__ACTIVITY__
Find the word "vent" in the listing; pull out each line holding it.

============

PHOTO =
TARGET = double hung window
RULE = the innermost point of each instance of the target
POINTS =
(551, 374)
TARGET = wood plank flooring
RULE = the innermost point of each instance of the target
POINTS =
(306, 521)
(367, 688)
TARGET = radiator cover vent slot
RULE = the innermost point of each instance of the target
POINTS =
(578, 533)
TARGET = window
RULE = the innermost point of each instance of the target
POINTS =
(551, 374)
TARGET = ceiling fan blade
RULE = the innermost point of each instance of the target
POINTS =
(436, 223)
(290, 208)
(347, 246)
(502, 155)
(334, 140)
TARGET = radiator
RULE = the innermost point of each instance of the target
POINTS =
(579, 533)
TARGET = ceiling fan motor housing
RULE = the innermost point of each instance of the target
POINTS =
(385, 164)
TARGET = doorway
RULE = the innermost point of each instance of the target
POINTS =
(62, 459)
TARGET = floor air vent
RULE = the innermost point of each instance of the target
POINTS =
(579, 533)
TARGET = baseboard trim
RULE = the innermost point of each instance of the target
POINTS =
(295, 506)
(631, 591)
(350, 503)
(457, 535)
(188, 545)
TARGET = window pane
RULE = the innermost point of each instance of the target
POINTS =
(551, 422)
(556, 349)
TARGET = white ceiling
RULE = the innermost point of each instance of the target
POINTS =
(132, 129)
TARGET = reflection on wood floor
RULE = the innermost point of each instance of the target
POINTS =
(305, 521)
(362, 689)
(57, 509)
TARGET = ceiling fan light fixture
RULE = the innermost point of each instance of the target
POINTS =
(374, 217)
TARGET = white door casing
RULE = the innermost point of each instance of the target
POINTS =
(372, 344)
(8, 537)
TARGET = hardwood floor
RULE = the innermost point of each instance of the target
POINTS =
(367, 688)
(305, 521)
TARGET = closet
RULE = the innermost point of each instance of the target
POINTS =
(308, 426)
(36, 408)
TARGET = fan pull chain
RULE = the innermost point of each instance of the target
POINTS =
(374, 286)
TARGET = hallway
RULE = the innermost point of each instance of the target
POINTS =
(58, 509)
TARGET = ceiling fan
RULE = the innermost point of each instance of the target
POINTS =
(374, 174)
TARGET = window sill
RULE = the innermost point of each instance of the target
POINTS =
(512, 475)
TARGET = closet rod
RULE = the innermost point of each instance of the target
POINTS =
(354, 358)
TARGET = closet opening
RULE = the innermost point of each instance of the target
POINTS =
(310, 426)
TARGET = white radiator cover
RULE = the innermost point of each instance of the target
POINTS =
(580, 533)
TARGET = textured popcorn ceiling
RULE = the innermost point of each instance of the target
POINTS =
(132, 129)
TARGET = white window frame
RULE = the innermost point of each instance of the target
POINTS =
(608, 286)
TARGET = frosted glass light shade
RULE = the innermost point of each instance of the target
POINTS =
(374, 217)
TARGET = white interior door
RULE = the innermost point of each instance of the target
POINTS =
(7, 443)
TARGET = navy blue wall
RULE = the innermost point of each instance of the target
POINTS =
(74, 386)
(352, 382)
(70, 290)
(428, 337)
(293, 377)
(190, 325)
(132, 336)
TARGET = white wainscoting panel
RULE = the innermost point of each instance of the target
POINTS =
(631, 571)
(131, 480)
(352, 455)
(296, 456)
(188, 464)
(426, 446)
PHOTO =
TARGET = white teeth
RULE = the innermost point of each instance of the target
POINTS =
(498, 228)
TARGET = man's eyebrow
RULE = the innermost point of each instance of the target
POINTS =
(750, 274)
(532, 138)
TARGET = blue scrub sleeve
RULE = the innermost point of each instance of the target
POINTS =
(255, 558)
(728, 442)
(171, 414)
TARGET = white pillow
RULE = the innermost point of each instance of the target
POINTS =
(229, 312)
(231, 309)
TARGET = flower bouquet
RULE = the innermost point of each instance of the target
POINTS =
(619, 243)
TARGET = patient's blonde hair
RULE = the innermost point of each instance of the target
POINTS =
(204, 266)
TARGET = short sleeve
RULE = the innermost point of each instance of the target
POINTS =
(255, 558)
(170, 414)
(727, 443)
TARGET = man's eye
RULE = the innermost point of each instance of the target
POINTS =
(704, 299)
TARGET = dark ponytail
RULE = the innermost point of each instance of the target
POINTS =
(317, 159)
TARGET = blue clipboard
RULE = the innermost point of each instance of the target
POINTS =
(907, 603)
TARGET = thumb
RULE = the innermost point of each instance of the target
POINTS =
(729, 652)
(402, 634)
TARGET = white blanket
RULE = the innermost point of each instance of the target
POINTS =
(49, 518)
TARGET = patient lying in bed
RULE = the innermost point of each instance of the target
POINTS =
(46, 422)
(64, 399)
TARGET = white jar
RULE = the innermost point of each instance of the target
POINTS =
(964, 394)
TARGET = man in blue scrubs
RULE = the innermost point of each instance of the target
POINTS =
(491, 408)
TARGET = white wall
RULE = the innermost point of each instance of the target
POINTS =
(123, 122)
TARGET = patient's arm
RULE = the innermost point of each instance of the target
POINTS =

============

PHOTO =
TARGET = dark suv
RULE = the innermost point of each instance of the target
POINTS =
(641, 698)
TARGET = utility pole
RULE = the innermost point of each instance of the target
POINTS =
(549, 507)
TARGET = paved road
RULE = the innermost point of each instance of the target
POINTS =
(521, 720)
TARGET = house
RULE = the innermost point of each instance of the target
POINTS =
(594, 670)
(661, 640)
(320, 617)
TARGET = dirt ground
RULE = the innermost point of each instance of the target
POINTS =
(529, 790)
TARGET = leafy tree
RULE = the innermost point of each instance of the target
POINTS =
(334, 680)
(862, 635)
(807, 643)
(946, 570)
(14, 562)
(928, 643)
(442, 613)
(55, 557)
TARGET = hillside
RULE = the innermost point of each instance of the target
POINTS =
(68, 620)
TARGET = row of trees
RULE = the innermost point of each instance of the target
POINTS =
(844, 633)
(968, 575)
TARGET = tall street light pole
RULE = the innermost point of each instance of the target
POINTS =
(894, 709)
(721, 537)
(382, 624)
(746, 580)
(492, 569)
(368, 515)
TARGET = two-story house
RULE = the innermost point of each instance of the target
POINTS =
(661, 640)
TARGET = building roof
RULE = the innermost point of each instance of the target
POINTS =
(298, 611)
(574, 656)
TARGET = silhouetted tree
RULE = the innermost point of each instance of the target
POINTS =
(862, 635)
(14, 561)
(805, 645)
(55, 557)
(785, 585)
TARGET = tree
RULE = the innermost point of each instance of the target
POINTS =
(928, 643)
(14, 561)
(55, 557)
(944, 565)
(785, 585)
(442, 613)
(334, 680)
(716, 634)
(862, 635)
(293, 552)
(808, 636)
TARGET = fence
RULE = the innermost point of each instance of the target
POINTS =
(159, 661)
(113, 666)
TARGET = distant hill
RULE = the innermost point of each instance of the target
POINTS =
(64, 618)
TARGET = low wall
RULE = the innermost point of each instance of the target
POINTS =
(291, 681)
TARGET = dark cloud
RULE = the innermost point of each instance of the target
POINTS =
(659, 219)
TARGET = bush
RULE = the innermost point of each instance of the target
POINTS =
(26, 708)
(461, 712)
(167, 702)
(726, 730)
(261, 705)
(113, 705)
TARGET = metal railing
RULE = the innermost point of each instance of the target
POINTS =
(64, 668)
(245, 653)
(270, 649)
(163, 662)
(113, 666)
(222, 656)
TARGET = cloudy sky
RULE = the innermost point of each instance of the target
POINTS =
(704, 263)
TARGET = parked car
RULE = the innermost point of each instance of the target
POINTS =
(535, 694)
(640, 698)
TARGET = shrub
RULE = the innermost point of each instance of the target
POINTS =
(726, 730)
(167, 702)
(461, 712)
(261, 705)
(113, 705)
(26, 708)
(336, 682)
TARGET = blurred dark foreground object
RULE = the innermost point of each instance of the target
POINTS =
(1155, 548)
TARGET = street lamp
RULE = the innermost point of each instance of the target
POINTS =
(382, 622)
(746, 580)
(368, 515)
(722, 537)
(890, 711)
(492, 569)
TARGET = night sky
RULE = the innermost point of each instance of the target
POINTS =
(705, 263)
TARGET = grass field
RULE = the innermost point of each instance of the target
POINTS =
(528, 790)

============

__SOLUTION FOR THIS EXERCISE__
TARGET = radiator cover vent slot
TARGET = floor air vent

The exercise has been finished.